(DATA FOR THIS TASK)

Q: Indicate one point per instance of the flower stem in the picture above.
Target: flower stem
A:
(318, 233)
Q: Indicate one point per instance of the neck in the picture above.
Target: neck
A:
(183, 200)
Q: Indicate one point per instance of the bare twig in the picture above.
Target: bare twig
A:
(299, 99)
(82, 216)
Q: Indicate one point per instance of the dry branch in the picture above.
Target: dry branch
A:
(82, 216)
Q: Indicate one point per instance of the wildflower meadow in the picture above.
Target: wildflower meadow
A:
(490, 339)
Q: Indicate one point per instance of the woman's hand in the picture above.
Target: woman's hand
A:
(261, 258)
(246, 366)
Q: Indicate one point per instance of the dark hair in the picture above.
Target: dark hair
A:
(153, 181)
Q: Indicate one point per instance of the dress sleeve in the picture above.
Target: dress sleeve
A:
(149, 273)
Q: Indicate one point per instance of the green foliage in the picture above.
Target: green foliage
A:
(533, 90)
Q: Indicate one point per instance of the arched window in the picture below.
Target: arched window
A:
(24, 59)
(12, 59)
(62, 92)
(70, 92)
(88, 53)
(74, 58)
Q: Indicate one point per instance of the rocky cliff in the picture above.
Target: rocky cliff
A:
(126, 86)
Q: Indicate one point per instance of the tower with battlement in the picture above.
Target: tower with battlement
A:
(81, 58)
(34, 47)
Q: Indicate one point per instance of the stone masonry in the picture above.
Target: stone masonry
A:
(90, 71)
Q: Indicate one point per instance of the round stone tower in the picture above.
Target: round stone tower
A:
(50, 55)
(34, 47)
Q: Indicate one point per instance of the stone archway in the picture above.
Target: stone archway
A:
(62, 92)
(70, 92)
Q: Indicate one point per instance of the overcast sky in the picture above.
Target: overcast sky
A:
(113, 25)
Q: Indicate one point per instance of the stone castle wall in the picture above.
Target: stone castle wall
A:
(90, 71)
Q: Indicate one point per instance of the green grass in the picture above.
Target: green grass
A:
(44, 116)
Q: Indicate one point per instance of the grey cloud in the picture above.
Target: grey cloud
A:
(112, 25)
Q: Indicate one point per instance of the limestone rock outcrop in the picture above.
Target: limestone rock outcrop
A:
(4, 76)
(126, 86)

(End DATA FOR THIS TASK)

■ INSTRUCTIONS FOR THE TASK ■
Set every entry down once more, exactly as written above.

■ YOUR SOLUTION ■
Q: Indicate one point per instance of the flower stem in the picture above.
Target: flower stem
A:
(318, 233)
Q: Indicate one point per instance of the neck in the picture above.
Target: neck
A:
(183, 200)
Q: Indicate one point per instance of the bare twig in the picture above.
Target: bare twig
A:
(299, 99)
(82, 216)
Q: Indicate one point per instance of the dry branch in the picture above.
Target: dry branch
A:
(82, 216)
Q: Indicate one point per instance of the wildflower meadow in the picture above.
Target: wildflower meadow
A:
(490, 339)
Q: Indicate one point per instance of the woman's hand in the picture above.
Target: woman's hand
A:
(261, 258)
(246, 366)
Q: Indicate one point per instance of the dark hair in the picture above.
Target: dark hair
A:
(153, 181)
Q: Indicate one point per instance of the dress sleeve in the picture above.
Target: dress sleeve
A:
(149, 273)
Q: Indicate one point per instance of the green foliage in the picture above.
Target: green foliage
A:
(533, 90)
Q: Indicate one point per instance of the arched window in the picture below.
Target: arched window
A:
(24, 59)
(12, 59)
(62, 92)
(70, 92)
(88, 53)
(74, 58)
Q: Indicate one point per instance of the rocky cliff in the picture above.
Target: rocky cliff
A:
(126, 86)
Q: Indicate one point per instance of the tower with battlement in the picture above.
Target: tower with battlement
A:
(81, 58)
(34, 47)
Q: Indicate one point per instance of the stone masonry in the picture above.
Target: stone masonry
A:
(90, 71)
Q: Indicate one point per instance of the round stone tower in the picture above.
Target: round stone tower
A:
(50, 55)
(34, 47)
Q: Indicate one point per instance of the stone archway in the picture above.
Target: stone archway
A:
(62, 92)
(70, 92)
Q: Indicate one point per instance of the overcast sky in the picture above.
Target: overcast sky
A:
(113, 25)
Q: Indicate one point per instance of the stone castle wall in the picture above.
Target: stone castle wall
A:
(90, 71)
Q: Indicate one point per instance of the green grass in the picture above.
Target: green grass
A:
(44, 116)
Q: Indicate one point per instance of the grey cloud in the picture above.
Target: grey cloud
A:
(112, 25)
Q: Indicate one point per instance of the limestone rock outcrop in the picture above.
Target: limestone rock outcrop
A:
(4, 76)
(126, 86)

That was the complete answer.